• _Exercise details_: An exact transcription of all the data is required.

• _Entries supplied_:
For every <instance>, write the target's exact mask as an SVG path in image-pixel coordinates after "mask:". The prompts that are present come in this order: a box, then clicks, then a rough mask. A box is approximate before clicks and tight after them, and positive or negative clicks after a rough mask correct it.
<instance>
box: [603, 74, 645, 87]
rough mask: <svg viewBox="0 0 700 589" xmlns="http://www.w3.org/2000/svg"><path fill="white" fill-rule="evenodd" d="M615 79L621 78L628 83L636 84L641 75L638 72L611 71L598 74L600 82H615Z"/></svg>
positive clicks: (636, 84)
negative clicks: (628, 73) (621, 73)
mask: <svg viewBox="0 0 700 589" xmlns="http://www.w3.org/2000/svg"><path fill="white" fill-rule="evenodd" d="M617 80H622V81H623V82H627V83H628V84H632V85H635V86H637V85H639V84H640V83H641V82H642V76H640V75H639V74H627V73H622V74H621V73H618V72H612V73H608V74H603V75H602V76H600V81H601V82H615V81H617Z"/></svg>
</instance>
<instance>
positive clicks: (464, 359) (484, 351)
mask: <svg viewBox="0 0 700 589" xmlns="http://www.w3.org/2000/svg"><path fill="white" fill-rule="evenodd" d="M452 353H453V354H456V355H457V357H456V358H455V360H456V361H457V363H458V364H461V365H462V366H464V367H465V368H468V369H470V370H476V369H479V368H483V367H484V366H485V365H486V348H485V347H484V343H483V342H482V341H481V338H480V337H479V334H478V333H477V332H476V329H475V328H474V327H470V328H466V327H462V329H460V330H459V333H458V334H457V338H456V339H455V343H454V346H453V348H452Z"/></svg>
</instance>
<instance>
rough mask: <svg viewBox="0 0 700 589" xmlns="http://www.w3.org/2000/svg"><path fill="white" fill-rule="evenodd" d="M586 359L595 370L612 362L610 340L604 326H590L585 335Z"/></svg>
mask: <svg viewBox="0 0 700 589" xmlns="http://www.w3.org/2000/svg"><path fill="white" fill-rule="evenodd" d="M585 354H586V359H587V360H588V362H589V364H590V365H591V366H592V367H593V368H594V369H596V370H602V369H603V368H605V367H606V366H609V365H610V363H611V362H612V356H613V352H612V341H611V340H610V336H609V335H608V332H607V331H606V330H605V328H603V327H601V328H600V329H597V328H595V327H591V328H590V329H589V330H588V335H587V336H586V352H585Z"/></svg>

• _Reply to the exercise_:
For every <instance>, write the target's exact mask as an SVG path in image-pixel coordinates after "mask:". The prompts that are present come in this order: a box, then clicks, then a rough mask. A box is approximate before clicks and tight after them, and positive or negative clicks after a rough mask correct it.
<instance>
box: [603, 74, 645, 87]
rough mask: <svg viewBox="0 0 700 589" xmlns="http://www.w3.org/2000/svg"><path fill="white" fill-rule="evenodd" d="M615 79L621 78L628 83L636 84L641 75L638 72L611 71L598 74L600 82H615Z"/></svg>
positive clicks: (636, 84)
negative clicks: (628, 73) (621, 73)
mask: <svg viewBox="0 0 700 589" xmlns="http://www.w3.org/2000/svg"><path fill="white" fill-rule="evenodd" d="M617 80H622V81H623V82H627V83H628V84H632V85H635V86H637V85H639V84H640V83H641V82H642V76H640V75H639V74H627V73H622V74H621V73H618V72H612V73H608V74H603V75H602V76H600V81H601V82H615V81H617Z"/></svg>
</instance>
<instance>
positive clicks: (464, 359) (484, 351)
mask: <svg viewBox="0 0 700 589" xmlns="http://www.w3.org/2000/svg"><path fill="white" fill-rule="evenodd" d="M452 353H453V354H456V355H457V357H456V358H455V360H456V361H457V363H458V364H461V365H462V366H464V367H465V368H468V369H470V370H476V369H479V368H483V367H484V366H485V365H486V348H485V347H484V343H483V342H482V341H481V338H480V337H479V334H478V333H477V332H476V329H475V328H474V327H470V328H466V327H462V329H460V330H459V333H458V334H457V338H456V339H455V343H454V346H453V348H452Z"/></svg>
</instance>
<instance>
rough mask: <svg viewBox="0 0 700 589" xmlns="http://www.w3.org/2000/svg"><path fill="white" fill-rule="evenodd" d="M586 359L595 370L612 362L610 340L604 326H590L585 335Z"/></svg>
mask: <svg viewBox="0 0 700 589" xmlns="http://www.w3.org/2000/svg"><path fill="white" fill-rule="evenodd" d="M585 354H586V359H587V360H588V362H589V364H590V365H591V366H592V367H593V368H594V369H596V370H602V369H603V368H605V367H606V366H609V365H610V363H611V362H612V356H613V352H612V341H611V340H610V336H609V335H608V332H607V331H606V330H605V328H603V327H601V328H600V329H597V328H595V327H591V328H590V329H589V330H588V335H587V336H586V352H585Z"/></svg>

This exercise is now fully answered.